**Work required:** A verbatim copy of the records is required, with all pictures left out.

**Dataset entries:**

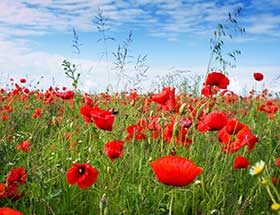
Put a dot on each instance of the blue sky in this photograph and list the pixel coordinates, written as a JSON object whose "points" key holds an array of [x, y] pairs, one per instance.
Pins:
{"points": [[36, 35]]}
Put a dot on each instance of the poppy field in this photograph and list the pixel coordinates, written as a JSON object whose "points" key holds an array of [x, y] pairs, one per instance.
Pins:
{"points": [[167, 152]]}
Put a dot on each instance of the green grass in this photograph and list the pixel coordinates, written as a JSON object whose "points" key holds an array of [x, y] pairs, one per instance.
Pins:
{"points": [[128, 185]]}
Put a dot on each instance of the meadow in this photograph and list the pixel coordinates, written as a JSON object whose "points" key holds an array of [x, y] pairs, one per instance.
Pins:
{"points": [[67, 152]]}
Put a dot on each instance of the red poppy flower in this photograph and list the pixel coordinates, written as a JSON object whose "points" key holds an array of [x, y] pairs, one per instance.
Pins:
{"points": [[258, 76], [16, 175], [22, 80], [113, 149], [65, 95], [2, 191], [24, 146], [102, 119], [84, 175], [9, 211], [274, 181], [236, 135], [217, 79], [37, 113], [240, 162], [175, 170], [135, 131], [162, 97], [278, 162]]}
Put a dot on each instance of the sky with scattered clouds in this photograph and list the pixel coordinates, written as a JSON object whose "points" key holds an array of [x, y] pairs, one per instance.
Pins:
{"points": [[37, 35]]}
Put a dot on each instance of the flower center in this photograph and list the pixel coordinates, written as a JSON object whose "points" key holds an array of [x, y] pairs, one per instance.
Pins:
{"points": [[81, 170], [258, 170]]}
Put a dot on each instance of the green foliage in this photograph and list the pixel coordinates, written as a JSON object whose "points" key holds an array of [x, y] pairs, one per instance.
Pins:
{"points": [[70, 71], [128, 185]]}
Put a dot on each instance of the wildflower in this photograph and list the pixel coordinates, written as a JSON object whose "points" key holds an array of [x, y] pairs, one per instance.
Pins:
{"points": [[24, 146], [65, 95], [16, 175], [22, 80], [37, 113], [274, 181], [240, 162], [217, 79], [278, 162], [275, 206], [236, 135], [175, 170], [258, 76], [264, 181], [113, 149], [84, 175], [257, 168], [2, 191]]}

**Output for this exercise:**
Put a dot on each instance of the blue sky in this photograph and list the pixel coordinates, written as a JSON object whose "points" key holds an array of [x, y] pairs, one per instance.
Pins:
{"points": [[36, 35]]}
Put a dot on each instance of the poppy field in this photograph and list the pixel coordinates, written as a JSON object whose "points" key holds an array of [x, y] pairs, one per instance.
Pins:
{"points": [[167, 152]]}
Put a dot on each instance of the green grass in this photograph and list the pixel coordinates, written as a JSON object whose "points" key holds an array of [x, y] pairs, one per instance.
Pins:
{"points": [[128, 185]]}
Put a dot on each instance of the meadow in this photograph and list the pixel coordinates, written as a JSON object whose "points" key holds an array of [x, y] pairs, one per instance.
Pins:
{"points": [[67, 152]]}
Put a dot on each instance of the red poppy flower in this photograph and list the pixel coordinates, written as a JSON object whose "points" key holds an array of [x, y] pairs, one per instance.
Pins:
{"points": [[258, 76], [16, 175], [22, 80], [113, 149], [65, 95], [2, 191], [24, 146], [102, 119], [84, 175], [9, 211], [274, 181], [236, 135], [217, 79], [37, 113], [240, 162], [175, 170], [135, 131], [162, 97], [278, 162]]}
Put a dot on each instance of the sky with scattered clouds in this photograph and list the pixel coordinates, written as a JSON object whose "points" key holds an array of [x, y] pairs, one per instance.
Pins:
{"points": [[37, 35]]}
Put a dot on each instance of the flower center in this photograph and list the pixel coordinates, written as a JSON object whose "points" key holds an array of [x, y] pairs, one per instance.
Pins:
{"points": [[81, 170], [258, 170]]}
Put a dot on each instance of the green foliage in this photograph and list the pixel coordinates, written as a JSON object whose "points" key holds an array of [x, y] pairs, one per instance.
Pins:
{"points": [[70, 71], [128, 185]]}
Put a dot on each instance of the wildflower in this photograph and list the pixel coordinates, written as a JSON object whose "points" key holds an array of [x, y] pairs, one per instance.
Pins:
{"points": [[24, 146], [65, 95], [16, 175], [22, 80], [37, 113], [274, 181], [240, 162], [217, 79], [278, 162], [275, 206], [236, 135], [175, 170], [258, 76], [264, 181], [113, 149], [84, 175], [257, 168], [2, 191]]}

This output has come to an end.